| SET PROBLEM A |
Rewrite the mortgage article from the words "For some it" through the words "other than approval.", changing "pitfalls" to "risks".

| PASSAGE SHOWN |
================================
The housing market may fluctuate with the economic trends of the day, but one thing that often remains the same no matter what the current conditions bear is the difficulty many consumers will face when applying for a home mortgage.
For some it can be a long and frustrating process that ends in denial of their application for any number of reasons. But those who enter into the mortgage application process having done their homework first can greatly improve their chances for success, and it doesn’t require much more than taking some preliminary steps that will prove beneficial for matters far beyond application on a home mortgage loan.
Preparing to apply for a home mortgage loan is about taking a practical approach to home ownership by understanding the pitfalls, knowing how much home you can actually afford before submitting an application and getting your financial house in order so the loan companies won’t reject you. Lenders are looking for every reason to deny you a loan so you can use these 10 easy tips to make sure you don’t give them any option other than approval.
1. Know What You’re Up Against First
We all remember the economic crisis of 2008 and 2009, when everyone was getting approved for a mortgage loan no matter who they were, what their credit looked like, or if they could even afford the house they wanted to buy. The result was a disaster, as the “sub-prime” loans that were being handed out to anybody who asked quickly defaulted when these individuals had no chance of making the necessary payments.
These lending practices caused such a ripple effect throughout our economy that folks lost their homes or owed much more than the home was worth and the only ones who got bailed out by the government were the banks, to the tune of around $700 billion dollars. The massive impact is still being felt today in the form of increasingly rigid underwriting criteria that every applicant will have to successfully navigate if they want any chance of having their application approved.
Therefore, you will want to get all of your proverbial ducks in a row before you start this process. Although it may appear to be the case, applying for a home mortgage loan is vastly different than getting a car loan or even trying to rent an apartment. If you’re about to embark on the road towards a mortgage loan it’s very important to educate yourself on all of the requirements, standards, and expectations that lie ahead so you can meet these many challenges head on with confidence.
2. Budget Your Mortgage
Part of knowing what you’re up against in getting approved for a home mortgage loan is calculating how much home you can afford and how much you actually want to pay each month. They may sound like the same thing, but in reality they are different items entirely.
The first step towards figuring out how much home you can afford is by a standard rule of thumb that most banks and loan companies take into account based upon what your total housing payment adds up to each month. Most lenders try to keep an applicant’s monthly payment in a ballpark of 28% to 33% of that applicant’s gross income before taxes. Some lenders will let that number rise to 44% or higher, but that percentage is often reserved for individuals with exceptional credit scores.
If you want an easier time making your payment each month, keeping that percentage on the lower side makes the most sense. In determining what the payment would be each month, the lender factors in all fees, taxes, and insurance along with the price of the home, so that everything is fully covered in one monthly installment sum.
However, affording the payment is one thing, feeling comfortable making that payment every month is another. Keep in mind, you will also need to come up with a down payment on the home as well. Most lenders want the standard 10-20% up front, though if you qualify for an FHA loan or some other down payment assistance program then it might be less. The important thing is to set a number where you feel comfortable after factoring all of these variables into the equation and only seek out homes within your budget range.
================================
[Point labeling examples]
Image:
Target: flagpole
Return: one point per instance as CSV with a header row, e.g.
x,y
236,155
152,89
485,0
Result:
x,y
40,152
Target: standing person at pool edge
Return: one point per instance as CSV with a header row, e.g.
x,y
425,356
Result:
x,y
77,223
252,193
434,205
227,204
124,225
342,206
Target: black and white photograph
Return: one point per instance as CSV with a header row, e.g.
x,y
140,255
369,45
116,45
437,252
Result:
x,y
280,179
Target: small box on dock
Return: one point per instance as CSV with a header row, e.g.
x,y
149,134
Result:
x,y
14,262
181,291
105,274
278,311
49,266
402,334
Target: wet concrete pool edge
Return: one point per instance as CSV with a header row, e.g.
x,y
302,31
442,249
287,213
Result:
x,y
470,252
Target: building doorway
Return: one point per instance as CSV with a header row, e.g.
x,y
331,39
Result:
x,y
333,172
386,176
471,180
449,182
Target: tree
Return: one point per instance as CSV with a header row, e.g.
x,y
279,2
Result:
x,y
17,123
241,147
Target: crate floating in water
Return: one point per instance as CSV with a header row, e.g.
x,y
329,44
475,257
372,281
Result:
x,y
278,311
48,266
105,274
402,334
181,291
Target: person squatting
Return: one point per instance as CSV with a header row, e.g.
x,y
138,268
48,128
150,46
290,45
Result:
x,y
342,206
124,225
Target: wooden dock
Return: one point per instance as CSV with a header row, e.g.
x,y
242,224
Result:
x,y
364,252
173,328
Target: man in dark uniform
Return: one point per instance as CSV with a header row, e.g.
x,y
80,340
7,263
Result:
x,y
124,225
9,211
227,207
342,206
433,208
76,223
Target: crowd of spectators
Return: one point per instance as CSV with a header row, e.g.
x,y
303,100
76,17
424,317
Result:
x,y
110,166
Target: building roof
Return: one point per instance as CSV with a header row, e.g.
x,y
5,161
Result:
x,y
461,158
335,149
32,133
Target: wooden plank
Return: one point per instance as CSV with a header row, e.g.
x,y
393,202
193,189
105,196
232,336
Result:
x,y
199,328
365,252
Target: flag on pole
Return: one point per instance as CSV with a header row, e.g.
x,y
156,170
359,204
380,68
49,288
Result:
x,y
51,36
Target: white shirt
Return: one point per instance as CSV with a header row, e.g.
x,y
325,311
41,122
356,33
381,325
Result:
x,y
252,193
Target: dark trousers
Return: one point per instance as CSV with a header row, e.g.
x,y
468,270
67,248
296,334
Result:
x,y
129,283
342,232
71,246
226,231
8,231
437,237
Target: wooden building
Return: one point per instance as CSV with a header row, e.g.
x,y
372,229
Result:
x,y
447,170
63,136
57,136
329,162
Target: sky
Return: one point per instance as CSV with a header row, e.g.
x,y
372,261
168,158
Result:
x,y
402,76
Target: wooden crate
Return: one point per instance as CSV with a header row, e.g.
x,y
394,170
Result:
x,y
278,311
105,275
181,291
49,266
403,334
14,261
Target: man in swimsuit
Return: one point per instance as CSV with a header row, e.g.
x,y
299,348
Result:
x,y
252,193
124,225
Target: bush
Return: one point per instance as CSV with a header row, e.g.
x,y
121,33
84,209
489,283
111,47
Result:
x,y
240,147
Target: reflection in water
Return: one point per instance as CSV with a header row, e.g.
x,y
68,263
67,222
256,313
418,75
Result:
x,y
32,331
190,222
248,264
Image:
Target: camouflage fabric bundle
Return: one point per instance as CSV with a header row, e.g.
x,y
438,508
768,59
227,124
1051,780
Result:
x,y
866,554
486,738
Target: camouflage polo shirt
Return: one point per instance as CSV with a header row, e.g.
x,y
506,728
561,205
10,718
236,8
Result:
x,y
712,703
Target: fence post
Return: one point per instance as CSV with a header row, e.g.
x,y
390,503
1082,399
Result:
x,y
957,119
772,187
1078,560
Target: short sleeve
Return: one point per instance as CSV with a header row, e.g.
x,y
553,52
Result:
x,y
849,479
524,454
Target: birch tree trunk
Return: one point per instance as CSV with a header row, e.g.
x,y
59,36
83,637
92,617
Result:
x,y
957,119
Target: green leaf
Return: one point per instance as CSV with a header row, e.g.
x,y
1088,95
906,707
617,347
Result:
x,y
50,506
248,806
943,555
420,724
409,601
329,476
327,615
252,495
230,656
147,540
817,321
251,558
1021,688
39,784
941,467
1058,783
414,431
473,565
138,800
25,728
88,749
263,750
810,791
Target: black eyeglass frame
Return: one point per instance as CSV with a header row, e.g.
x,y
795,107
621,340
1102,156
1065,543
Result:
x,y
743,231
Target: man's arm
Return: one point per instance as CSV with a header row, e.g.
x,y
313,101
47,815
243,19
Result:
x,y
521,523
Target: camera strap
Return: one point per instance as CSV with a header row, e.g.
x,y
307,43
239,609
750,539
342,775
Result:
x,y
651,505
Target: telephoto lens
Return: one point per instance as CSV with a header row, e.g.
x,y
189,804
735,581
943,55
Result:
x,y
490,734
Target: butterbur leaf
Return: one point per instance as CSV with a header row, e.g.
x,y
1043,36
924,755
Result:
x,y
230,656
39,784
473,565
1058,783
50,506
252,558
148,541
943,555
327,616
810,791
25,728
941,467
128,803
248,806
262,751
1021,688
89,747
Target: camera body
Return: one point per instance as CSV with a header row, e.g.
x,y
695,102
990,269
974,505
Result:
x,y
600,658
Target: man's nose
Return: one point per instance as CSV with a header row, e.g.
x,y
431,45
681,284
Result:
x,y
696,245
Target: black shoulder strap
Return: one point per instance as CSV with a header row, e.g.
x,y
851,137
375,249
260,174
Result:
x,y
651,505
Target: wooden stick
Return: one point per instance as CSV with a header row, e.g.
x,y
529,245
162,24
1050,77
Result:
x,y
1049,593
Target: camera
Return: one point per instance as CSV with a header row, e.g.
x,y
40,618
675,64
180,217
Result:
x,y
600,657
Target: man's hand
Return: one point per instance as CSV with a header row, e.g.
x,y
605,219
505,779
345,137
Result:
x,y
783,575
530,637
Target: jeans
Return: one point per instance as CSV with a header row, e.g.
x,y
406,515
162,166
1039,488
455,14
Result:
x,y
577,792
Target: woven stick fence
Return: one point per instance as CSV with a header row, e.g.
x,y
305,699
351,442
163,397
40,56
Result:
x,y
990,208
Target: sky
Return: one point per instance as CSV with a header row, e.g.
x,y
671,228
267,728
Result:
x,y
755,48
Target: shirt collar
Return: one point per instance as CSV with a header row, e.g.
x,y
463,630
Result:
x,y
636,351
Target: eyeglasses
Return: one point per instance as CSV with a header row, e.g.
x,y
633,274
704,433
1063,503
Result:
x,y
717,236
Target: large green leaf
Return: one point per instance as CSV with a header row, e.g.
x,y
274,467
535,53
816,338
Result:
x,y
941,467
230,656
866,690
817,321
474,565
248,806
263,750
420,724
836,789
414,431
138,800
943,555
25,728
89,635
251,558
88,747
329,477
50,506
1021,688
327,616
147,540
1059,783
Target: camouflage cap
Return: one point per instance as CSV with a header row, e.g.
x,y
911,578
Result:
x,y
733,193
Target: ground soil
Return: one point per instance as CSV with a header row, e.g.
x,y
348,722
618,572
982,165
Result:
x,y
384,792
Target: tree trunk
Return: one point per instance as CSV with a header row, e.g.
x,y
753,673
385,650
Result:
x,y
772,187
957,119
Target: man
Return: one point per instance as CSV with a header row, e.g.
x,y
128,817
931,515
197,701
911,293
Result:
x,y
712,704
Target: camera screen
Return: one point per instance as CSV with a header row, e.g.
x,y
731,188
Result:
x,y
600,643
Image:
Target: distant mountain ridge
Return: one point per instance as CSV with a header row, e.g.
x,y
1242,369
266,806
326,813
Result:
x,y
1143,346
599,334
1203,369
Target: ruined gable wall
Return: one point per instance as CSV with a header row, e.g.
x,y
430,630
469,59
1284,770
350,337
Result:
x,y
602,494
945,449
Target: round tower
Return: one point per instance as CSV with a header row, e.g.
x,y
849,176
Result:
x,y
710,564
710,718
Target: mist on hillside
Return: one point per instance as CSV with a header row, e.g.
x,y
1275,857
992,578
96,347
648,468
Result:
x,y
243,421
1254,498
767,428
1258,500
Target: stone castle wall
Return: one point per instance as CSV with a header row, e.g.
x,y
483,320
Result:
================================
| SET PROBLEM B |
Pick out each row above that contains the word "tree" and copy it.

| WRITTEN SOLUTION A |
For some it can be a long and frustrating process that ends in denial of their application for any number of reasons. But those who enter into the mortgage application process having done their homework first can greatly improve their chances for success, and it doesn’t require much more than taking some preliminary steps that will prove beneficial for matters far beyond application on a home mortgage loan.
Preparing to apply for a home mortgage loan is about taking a practical approach to home ownership by understanding the risks, knowing how much home you can actually afford before submitting an application and getting your financial house in order so the loan companies won’t reject you. Lenders are looking for every reason to deny you a loan so you can use these 10 easy tips to make sure you don’t give them any option other than approval.

| WRITTEN SOLUTION B |
Target: tree
Target: birch tree trunk
Target: tree trunk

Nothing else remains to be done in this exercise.